MATERIAL SUPPLIED >>
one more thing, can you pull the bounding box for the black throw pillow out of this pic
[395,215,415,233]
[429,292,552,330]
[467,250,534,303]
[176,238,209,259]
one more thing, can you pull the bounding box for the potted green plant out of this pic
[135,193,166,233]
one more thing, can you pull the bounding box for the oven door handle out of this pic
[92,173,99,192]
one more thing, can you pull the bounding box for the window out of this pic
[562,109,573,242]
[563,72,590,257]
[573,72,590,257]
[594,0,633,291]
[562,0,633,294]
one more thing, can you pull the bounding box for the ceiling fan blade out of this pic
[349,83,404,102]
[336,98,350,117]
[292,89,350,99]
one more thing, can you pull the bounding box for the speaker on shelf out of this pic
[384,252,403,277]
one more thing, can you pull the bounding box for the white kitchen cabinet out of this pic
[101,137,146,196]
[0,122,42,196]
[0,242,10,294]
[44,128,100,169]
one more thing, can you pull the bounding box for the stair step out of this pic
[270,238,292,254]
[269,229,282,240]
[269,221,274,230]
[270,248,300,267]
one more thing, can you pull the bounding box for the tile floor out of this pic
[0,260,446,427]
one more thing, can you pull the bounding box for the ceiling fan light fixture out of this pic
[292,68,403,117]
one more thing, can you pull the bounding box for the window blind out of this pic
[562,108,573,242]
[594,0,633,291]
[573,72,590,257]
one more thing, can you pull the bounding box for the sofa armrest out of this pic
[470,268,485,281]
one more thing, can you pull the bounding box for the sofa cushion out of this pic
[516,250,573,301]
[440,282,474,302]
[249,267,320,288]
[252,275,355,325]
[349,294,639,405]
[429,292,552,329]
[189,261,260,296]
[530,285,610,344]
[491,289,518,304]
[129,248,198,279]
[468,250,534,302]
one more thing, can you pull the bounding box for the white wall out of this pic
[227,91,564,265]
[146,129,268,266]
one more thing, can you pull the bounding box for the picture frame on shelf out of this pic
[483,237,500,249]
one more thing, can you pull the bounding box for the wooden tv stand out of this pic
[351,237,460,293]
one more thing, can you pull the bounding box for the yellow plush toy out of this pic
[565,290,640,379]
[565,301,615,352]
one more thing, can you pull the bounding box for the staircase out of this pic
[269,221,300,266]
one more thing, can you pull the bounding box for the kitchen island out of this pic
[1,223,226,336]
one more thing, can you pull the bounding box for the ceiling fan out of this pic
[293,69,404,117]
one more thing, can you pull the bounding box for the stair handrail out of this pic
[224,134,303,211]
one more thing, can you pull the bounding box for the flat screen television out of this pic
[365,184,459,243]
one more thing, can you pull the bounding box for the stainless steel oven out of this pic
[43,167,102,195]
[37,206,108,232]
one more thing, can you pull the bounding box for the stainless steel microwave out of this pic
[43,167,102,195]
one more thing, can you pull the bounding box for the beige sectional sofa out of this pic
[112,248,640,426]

WORK TASK >> What is needed is an exact transcription of every entry above.

SOLVED PROBLEM >>
one more thing, can you pull the bounding box for the black throw pillow out of this pic
[395,215,415,233]
[429,292,552,330]
[467,250,534,303]
[176,238,209,259]
one more thing, can you pull the bounding box for the potted green plant out of this pic
[135,193,166,233]
one more thing, can you pull the bounding box for the oven door handle out of this pic
[92,173,99,192]
one more thing, can you pull the bounding box for the window out of this pic
[562,109,573,242]
[563,72,590,257]
[573,72,590,257]
[594,0,633,291]
[562,0,633,294]
one more thing, can you pull the bounding box for the ceiling fan blade out of this pic
[349,83,404,102]
[336,98,350,117]
[292,89,350,99]
one more thing, can you pull the bounding box for the speaker on shelf out of this pic
[384,252,403,277]
one more thing, can you pull the bounding box for the white kitchen cabinet out of this pic
[101,137,146,196]
[0,122,42,196]
[0,242,10,294]
[44,128,100,169]
one more thing, can you pull the bounding box for the stair step out of this pic
[270,238,292,254]
[269,229,282,240]
[269,221,274,230]
[270,248,300,267]
one more thing, can you pull the bounding box for the tile floor out of this pic
[0,260,446,427]
one more thing, can you pull the bounding box for the ceiling fan light fixture out of this pic
[292,68,403,117]
one more thing, can you pull the bounding box for the window blind out of this pic
[562,108,573,242]
[594,0,633,291]
[573,72,590,257]
one more thing, can you pull the bounding box for the sofa armrest out of this pic
[470,268,485,281]
one more thing, can you pull the bounding box for the sofa cushion out of this pic
[516,250,573,301]
[440,282,474,302]
[249,267,320,288]
[252,275,355,325]
[349,294,639,405]
[429,292,552,329]
[189,261,260,296]
[530,285,610,344]
[491,289,518,304]
[129,248,198,279]
[468,250,534,302]
one more thing, can you pull the bounding box for the white wall out of this pic
[227,91,564,265]
[146,129,268,266]
one more thing, can you pull the bounding box for the picture frame on shelf out of this pic
[483,237,500,249]
one more thing, can you pull the bounding box for the wooden tv stand out of this pic
[351,237,460,293]
one more thing, can you pull the bounding box for the yellow plush toy out of this pic
[565,290,640,379]
[565,301,615,352]
one more thing, can you pull the bounding box for the staircase out of this pic
[269,221,300,266]
one more thing, can you pull the bounding box for the kitchen island out of this pic
[1,223,226,336]
one more thing, can you pull the bounding box for the ceiling fan out of this pic
[293,69,404,117]
one more thing, can you pull the bounding box for the stair handrail out of this pic
[224,134,303,211]
one more thing, can you pull the bounding box for the flat screen television out of this pic
[365,184,459,243]
one more thing, can you pull the bounding box for the stainless steel oven out of this pic
[43,167,102,195]
[37,206,108,232]
one more thing, can you pull the bounding box for the stainless steel microwave out of this pic
[43,167,102,195]
one more thing, can you pull the bounding box for the beige sectional sofa out of this pic
[112,248,640,426]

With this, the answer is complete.